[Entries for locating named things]
START

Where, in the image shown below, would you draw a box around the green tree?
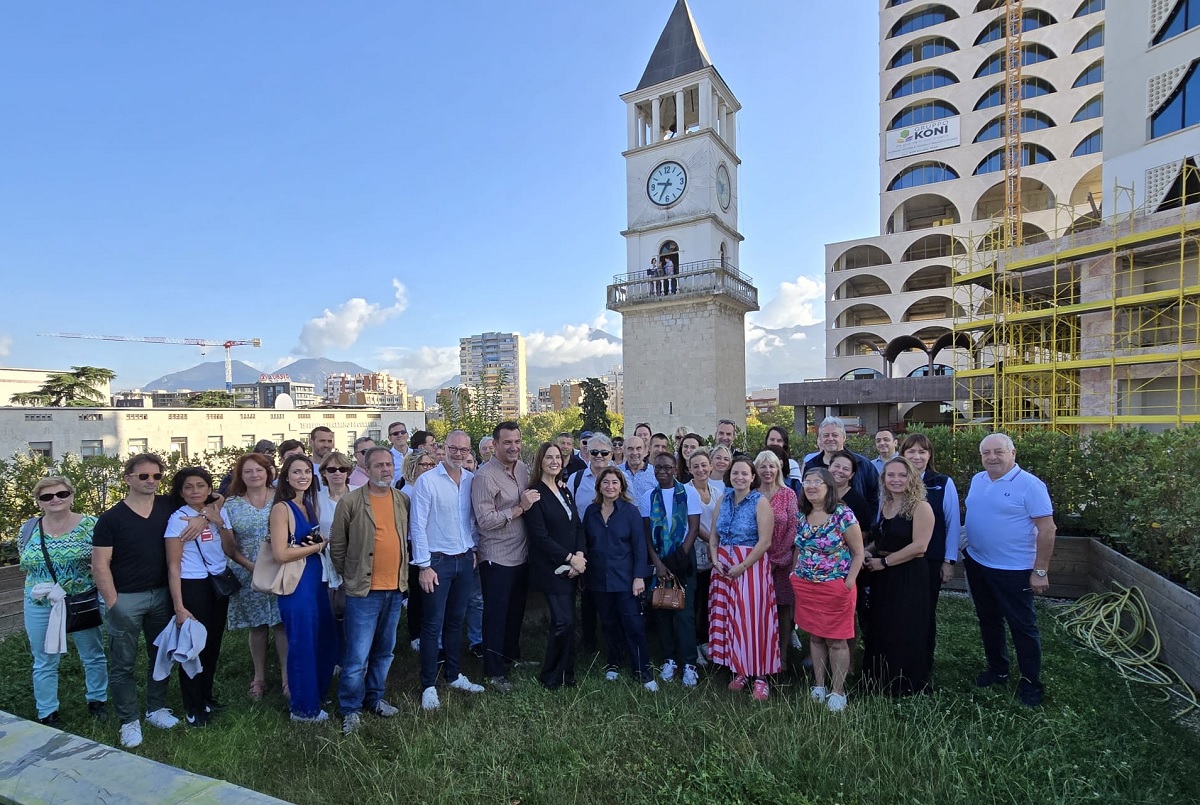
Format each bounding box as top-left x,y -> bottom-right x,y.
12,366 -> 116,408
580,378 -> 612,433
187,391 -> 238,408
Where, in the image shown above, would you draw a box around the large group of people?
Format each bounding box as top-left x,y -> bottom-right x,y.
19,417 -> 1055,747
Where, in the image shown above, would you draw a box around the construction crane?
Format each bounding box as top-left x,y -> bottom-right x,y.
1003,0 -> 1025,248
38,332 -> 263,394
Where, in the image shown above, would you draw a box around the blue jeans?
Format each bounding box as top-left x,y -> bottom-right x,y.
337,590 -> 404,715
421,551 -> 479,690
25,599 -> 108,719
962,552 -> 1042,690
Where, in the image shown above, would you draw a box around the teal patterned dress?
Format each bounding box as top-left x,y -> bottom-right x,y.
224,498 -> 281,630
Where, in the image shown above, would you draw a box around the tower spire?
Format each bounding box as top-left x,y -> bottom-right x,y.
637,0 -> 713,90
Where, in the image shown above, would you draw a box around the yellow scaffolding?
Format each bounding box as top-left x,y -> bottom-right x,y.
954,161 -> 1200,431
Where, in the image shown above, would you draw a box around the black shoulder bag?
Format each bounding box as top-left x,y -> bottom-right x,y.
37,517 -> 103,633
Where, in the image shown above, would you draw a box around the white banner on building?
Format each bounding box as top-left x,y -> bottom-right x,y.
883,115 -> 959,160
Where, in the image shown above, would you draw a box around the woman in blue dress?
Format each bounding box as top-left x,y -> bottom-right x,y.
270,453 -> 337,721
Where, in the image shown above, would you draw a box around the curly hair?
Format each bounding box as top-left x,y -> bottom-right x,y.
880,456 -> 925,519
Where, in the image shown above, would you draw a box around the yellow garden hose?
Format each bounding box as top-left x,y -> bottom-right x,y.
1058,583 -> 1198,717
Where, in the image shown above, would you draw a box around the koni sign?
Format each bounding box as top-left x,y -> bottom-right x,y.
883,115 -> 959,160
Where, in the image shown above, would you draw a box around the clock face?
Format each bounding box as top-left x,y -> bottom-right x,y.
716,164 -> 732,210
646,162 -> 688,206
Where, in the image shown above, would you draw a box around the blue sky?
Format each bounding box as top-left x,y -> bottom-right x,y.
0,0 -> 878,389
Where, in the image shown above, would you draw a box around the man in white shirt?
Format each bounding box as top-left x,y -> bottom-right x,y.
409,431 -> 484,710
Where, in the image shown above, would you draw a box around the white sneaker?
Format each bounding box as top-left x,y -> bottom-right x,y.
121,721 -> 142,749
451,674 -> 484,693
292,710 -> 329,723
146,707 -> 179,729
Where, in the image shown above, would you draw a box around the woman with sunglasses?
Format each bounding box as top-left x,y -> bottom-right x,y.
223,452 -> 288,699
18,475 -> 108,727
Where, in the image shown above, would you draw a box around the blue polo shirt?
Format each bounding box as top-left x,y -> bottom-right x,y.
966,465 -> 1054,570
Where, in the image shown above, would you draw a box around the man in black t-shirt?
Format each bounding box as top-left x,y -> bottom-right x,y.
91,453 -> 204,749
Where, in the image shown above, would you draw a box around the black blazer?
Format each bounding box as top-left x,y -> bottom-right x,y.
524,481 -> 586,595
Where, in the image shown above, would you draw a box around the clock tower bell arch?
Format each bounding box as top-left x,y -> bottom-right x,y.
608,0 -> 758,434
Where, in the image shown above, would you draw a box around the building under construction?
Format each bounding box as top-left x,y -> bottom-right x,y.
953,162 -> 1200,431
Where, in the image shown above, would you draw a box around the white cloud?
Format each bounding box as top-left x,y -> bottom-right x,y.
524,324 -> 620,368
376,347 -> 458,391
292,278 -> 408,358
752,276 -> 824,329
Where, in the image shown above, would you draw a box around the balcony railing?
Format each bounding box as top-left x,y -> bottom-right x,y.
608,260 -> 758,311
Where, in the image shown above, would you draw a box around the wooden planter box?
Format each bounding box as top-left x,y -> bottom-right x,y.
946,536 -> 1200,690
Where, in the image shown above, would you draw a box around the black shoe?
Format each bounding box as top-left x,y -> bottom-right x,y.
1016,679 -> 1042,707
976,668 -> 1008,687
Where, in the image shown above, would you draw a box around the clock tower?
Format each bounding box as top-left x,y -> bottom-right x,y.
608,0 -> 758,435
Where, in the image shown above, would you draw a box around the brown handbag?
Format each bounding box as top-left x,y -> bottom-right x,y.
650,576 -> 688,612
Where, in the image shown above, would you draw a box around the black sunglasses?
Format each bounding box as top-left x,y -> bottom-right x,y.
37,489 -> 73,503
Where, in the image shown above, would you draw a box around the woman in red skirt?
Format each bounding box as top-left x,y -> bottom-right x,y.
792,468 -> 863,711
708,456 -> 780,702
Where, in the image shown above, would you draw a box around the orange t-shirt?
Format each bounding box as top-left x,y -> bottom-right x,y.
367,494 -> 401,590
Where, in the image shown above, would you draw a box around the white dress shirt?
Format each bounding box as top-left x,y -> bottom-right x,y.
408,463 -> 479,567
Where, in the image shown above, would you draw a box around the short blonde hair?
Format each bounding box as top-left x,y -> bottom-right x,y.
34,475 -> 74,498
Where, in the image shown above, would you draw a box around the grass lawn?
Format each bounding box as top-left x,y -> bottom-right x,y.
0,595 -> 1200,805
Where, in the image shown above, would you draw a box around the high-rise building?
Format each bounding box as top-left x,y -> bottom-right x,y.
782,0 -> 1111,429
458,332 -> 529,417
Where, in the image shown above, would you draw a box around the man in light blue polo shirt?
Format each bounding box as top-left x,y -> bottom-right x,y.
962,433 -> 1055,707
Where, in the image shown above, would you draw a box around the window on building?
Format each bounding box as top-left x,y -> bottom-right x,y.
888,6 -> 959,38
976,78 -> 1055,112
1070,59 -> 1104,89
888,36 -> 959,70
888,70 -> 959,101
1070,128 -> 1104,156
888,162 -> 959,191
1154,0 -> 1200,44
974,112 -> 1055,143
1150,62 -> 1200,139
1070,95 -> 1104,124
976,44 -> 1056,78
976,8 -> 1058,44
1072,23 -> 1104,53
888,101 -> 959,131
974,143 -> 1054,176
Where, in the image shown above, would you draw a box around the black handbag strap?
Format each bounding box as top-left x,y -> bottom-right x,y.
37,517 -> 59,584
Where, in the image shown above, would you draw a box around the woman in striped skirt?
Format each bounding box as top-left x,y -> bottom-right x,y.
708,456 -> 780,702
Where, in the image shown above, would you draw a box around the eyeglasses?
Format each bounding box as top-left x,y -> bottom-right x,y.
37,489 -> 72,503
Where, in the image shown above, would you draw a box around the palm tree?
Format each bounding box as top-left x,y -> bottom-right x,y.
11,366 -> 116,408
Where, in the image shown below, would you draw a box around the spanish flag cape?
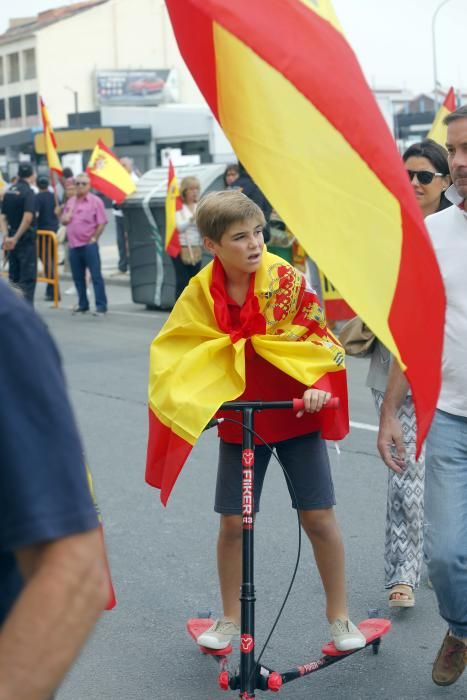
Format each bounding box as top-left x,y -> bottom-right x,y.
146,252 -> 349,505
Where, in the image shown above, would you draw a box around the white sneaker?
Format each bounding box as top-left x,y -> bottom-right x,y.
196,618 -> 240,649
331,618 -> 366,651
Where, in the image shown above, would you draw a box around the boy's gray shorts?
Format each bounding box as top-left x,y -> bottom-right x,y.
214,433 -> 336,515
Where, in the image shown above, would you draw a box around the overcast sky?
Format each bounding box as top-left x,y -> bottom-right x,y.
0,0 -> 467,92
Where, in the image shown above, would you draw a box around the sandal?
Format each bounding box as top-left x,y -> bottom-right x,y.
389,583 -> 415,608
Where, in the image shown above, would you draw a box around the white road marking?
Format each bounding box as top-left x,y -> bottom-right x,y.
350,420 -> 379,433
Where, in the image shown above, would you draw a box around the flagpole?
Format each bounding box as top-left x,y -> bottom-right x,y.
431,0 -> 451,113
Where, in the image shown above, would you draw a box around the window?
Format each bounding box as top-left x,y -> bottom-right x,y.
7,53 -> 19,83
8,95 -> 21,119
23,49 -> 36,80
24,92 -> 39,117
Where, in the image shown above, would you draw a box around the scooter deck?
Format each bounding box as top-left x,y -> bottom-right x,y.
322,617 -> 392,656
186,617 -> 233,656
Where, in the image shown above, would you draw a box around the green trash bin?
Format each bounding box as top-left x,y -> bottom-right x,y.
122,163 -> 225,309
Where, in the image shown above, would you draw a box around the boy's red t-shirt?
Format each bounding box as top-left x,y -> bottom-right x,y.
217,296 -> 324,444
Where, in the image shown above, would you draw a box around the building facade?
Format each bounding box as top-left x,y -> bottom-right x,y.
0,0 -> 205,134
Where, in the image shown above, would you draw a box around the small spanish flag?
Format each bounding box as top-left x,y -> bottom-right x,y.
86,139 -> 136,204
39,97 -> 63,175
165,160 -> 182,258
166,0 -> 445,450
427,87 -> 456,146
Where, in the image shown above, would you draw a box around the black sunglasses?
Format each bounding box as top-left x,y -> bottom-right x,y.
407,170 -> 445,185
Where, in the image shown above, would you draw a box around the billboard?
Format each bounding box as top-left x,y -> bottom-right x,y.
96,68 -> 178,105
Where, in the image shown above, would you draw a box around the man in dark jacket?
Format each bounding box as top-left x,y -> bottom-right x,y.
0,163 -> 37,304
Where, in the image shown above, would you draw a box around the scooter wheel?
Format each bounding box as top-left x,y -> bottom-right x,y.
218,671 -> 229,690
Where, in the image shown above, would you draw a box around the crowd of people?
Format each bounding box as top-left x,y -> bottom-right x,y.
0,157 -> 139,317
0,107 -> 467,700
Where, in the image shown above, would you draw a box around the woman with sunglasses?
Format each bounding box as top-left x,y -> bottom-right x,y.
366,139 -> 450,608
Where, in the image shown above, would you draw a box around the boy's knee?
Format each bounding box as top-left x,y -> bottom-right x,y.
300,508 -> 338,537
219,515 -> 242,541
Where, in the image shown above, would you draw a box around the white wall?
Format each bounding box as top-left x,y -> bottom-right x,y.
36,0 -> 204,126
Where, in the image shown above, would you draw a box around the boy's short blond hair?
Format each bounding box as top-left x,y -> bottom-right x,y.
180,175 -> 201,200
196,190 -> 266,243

END

Output the lines of the material between the one containing "teal patterned dress?" and the one containing "37,517 -> 103,633", inclusive, as a Markdown table with the columns Row and Line. Leave out any blank lines.

| Row | Line |
|---|---|
| 1 | Where, in the image shown above, would you draw a box around the teal patterned dress? |
| 2 | Format each bounding box as top-left x,y -> bottom-right x,y. |
| 3 | 224,498 -> 281,630 |
| 4 | Where, in the image shown above, would you draw a box around the tower spire? |
| 5 | Format each bounding box as top-left x,y -> bottom-right x,y. |
| 6 | 637,0 -> 713,90 |
| 7 | Where, in the image shown above, would you draw a box around the yellow scaffolding? |
| 8 | Format each bounding box as top-left x,y -> bottom-right x,y. |
| 9 | 954,161 -> 1200,431 |
| 10 | Where, in the image shown above, would you draw a box around the black shoulder bag? |
| 11 | Format each bounding box as top-left x,y -> bottom-right x,y. |
| 12 | 37,517 -> 103,633 |